**Ваше задание**
Выведите без изменений фрагмент приведенного ниже текста о Толстом и Гоголе. Начните с места, где стоят слова «Что же случилось?», и остановитесь после слов «дара российской элитой.».

**Предоставленный текст**
☆ ☆ ☆

Читаем вместе с Толстым. Пушкин. Платон. Гоголь. Тютчев. Ла-Боэти. Монтень. Владимир Соловьев. Достоевский - Виталий Борисович Ремизов
В 1850-е годы, работая над своими художественными произведениями, Толстой раздумывал об оценке творчества Гоголя русской критикой. Так, в вариантах 2-й и 3-й редакций «Детства» (1852) содержится размышление о том, какой должна быть критика. Писатель был убежден, что сочинения Дружинина, Григоровича, Гоголя, Гончарова анализировались не так, как нужно, и что нельзя незаслуженно ругать «первостепенных писателей», их «свистать не позволено». И по ходу он призвал читателей не допускать отождествления автора с героями, как можно дальше бежать от наивного восприятия творчества: «Рассматривайте всякое сочинение без всякого отношения к его автору» (1, 211).
Прошел год, и Толстой, знакомясь с письмами Гоголя, записал слова, которые ознаменовали собою начало второго этапа приобщения к творчеству предшественника:
«8 сентября 1857 г. Читал полученные письма Гоголя („Выбранные места из переписки с друзьями“. — В.Р.). Он просто был дрянь человек. Ужасная дрянь» (47, 156).
Л. Н. Толстой. 1856 г.
Что же случилось? Что вызвало у Толстого такой порыв раздражения? Одна из дневниковых записей проясняет суть изменения отношения Толстого к личности автора «Переписки».
17 ноября 1857 г. Толстой провел вечер у Аксакова, где «напрасно» спорил о Гоголе (47, 163). К сожалению, суть этого спора так и осталась для нас скрытой. Быть может, она была связана с неприятием Толстым непомерной гордости автора «Переписки». Ведь и сам Толстой в этот период вел каждодневную борьбу между дарованной ему Богом «чистотой нравственного чувства» и гордыней, тщеславием, вызванными не только особенностями его натуры, но и быстрым признанием его писательского дара российской элитой.
В конце 1880-х годов Толстой вновь перечитал «Выбранные места из переписки с друзьями». Глубина его интереса к творчеству Гоголя периода душевного преображения была вполне обоснованной. Он, как и создатель «Мертвых душ», пережил духовный кризис и, говоря народным языком, на собственной шкуре испытал хулу элиты, обвинившей его и Гоголя в «сумасшествии». К моменту чтения «Выбранных мест…» в 1887 г. Толстой был автором не только великих романов «Война и мир», «Анна Каренина», книг для детей, включая «Азбуки», но и знаменитой «Исповеди», написанных после перелома народных рассказов, повестей «Холстомер», «Смерть Ивана Ильича», пьесы «Власть тьмы», нравственно-религиозных трактатов «В чем моя вера?», «О жизни», социально-публицистического сочинения «Так что же нам делать?», ряда статей о народной жизни и народном просвещении.

☆ ☆ ☆

**Записанные сведения**
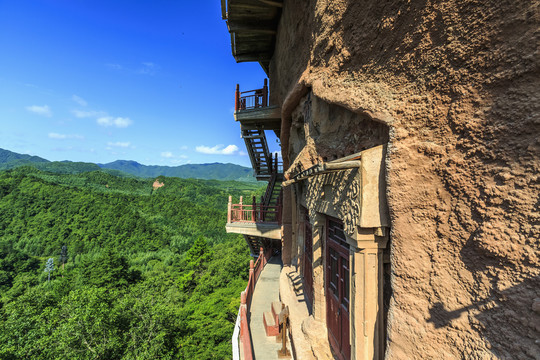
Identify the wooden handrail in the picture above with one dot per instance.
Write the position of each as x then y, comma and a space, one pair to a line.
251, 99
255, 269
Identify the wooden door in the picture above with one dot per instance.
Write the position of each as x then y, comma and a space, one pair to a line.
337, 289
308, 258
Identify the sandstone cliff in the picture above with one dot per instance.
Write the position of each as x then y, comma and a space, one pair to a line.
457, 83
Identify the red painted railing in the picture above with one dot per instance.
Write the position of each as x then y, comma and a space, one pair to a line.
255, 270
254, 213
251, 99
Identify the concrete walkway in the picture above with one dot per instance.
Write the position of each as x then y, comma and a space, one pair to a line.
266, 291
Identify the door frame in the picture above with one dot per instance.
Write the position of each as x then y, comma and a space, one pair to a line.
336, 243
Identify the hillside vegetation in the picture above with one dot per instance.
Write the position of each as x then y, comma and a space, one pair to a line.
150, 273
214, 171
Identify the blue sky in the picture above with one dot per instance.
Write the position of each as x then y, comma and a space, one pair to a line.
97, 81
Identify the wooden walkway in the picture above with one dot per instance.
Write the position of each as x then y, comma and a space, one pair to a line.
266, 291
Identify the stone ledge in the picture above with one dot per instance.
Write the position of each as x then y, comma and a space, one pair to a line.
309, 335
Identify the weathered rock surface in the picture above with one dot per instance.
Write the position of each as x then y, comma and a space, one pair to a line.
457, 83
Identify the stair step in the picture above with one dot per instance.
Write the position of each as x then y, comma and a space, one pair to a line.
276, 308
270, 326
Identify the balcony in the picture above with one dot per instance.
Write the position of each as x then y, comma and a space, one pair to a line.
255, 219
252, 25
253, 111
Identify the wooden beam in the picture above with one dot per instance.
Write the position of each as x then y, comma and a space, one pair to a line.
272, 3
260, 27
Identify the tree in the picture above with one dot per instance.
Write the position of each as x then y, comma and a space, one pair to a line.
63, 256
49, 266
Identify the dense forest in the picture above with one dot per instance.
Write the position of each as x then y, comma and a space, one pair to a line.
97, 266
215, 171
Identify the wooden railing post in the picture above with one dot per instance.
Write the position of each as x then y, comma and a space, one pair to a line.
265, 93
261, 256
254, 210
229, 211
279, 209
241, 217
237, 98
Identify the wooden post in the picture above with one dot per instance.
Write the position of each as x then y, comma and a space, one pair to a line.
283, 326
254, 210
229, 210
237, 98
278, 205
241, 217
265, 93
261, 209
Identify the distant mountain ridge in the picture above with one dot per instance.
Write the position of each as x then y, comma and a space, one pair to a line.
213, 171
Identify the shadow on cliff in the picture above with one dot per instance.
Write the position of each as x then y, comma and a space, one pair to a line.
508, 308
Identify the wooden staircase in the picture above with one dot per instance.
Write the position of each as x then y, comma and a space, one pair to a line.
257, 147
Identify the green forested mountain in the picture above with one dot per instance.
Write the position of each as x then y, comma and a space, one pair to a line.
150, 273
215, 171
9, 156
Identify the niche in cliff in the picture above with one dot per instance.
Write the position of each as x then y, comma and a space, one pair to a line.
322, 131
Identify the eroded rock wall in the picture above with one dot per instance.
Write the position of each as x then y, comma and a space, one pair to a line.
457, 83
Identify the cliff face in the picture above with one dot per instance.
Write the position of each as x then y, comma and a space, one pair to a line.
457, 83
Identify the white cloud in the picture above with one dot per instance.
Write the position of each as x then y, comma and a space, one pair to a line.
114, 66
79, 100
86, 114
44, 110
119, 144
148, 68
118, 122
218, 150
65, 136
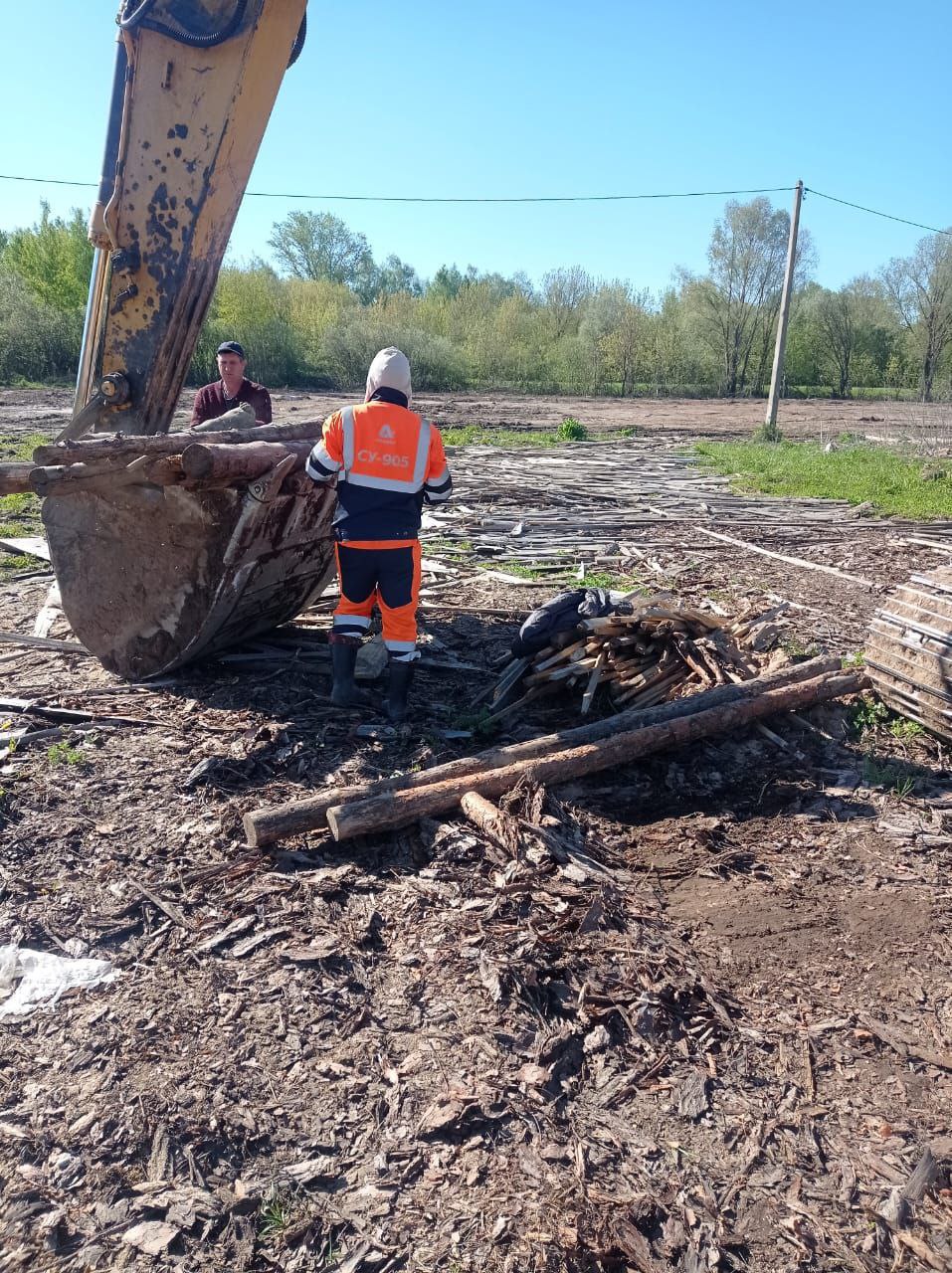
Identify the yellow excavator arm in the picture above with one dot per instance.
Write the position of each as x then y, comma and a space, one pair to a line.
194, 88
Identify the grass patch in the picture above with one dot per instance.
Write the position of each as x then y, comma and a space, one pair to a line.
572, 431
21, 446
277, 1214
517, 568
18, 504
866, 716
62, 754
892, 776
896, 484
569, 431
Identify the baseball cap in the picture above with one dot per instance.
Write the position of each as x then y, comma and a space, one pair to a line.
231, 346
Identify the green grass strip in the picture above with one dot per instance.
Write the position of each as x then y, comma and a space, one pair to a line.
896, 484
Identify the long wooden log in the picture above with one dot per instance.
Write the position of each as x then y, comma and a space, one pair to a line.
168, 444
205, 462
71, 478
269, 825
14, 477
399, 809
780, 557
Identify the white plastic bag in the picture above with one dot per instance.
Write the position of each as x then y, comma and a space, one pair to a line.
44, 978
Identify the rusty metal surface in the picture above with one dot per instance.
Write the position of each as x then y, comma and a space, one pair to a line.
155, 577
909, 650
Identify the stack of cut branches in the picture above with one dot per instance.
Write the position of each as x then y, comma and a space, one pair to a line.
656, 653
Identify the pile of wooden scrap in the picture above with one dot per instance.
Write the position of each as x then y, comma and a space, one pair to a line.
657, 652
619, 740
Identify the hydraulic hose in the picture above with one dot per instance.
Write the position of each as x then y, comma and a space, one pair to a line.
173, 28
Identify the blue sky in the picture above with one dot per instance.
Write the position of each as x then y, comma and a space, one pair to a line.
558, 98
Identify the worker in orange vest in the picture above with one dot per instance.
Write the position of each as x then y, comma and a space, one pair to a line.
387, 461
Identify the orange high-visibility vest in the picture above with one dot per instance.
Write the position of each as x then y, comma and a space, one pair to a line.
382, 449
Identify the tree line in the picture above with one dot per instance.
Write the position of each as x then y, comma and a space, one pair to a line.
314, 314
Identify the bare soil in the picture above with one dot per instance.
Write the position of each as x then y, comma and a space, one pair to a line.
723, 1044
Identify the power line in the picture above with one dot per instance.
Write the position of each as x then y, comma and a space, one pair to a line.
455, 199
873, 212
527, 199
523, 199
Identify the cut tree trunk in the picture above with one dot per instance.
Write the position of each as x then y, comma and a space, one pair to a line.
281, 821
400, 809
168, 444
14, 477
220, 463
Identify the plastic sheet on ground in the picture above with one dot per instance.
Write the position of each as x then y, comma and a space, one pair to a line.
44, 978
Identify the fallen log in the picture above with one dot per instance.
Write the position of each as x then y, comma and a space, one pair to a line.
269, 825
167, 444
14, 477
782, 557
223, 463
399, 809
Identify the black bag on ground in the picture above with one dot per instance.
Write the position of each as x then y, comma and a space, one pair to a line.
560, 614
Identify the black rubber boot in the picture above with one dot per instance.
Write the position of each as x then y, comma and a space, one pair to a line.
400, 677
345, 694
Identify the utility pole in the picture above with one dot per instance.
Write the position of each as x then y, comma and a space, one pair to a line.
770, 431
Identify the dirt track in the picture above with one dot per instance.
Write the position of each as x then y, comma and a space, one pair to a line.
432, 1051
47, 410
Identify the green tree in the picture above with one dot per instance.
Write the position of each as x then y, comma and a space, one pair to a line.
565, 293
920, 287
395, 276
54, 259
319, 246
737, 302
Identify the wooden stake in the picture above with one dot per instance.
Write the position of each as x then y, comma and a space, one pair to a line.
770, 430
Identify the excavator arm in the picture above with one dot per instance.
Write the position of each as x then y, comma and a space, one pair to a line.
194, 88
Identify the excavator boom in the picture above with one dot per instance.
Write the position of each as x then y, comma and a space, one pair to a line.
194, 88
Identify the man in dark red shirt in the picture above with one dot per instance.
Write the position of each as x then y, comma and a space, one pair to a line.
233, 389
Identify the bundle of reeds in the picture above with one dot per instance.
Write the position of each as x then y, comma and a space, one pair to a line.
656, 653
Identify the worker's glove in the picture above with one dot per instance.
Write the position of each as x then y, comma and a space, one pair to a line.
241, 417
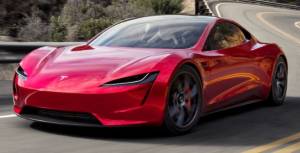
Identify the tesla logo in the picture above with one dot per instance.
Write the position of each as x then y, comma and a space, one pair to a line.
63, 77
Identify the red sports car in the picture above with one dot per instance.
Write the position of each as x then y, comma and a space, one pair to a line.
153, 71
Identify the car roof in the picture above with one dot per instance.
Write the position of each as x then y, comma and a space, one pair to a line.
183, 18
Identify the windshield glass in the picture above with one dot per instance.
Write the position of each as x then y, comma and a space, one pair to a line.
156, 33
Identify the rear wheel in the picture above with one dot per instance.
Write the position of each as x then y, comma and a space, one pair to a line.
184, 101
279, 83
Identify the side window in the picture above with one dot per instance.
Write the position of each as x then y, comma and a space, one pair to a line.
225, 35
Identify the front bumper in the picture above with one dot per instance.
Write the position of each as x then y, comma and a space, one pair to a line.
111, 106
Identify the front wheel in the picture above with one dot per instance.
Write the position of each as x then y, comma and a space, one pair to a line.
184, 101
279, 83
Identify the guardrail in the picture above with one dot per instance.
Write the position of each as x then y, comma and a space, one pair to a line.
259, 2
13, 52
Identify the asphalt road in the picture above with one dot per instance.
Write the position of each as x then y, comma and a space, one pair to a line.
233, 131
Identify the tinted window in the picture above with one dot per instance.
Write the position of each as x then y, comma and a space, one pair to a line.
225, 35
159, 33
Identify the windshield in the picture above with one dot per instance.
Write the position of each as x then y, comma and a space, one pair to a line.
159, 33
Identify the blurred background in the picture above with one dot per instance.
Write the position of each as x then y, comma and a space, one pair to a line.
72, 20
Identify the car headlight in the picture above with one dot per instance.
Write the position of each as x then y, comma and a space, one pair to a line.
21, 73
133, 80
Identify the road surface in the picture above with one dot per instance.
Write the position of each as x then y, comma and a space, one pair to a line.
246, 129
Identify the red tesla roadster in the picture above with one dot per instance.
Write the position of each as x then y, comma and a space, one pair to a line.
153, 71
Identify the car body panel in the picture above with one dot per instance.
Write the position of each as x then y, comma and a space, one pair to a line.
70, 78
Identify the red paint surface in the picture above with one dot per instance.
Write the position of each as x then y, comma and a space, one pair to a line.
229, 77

☆ ☆ ☆

**Ответ на задание**
Что же случилось? Что вызвало у Толстого такой порыв раздражения? Одна из дневниковых записей проясняет суть изменения отношения Толстого к личности автора «Переписки».
17 ноября 1857 г. Толстой провел вечер у Аксакова, где «напрасно» спорил о Гоголе (47, 163). К сожалению, суть этого спора так и осталась для нас скрытой. Быть может, она была связана с неприятием Толстым непомерной гордости автора «Переписки». Ведь и сам Толстой в этот период вел каждодневную борьбу между дарованной ему Богом «чистотой нравственного чувства» и гордыней, тщеславием, вызванными не только особенностями его натуры, но и быстрым признанием его писательского дара российской элитой.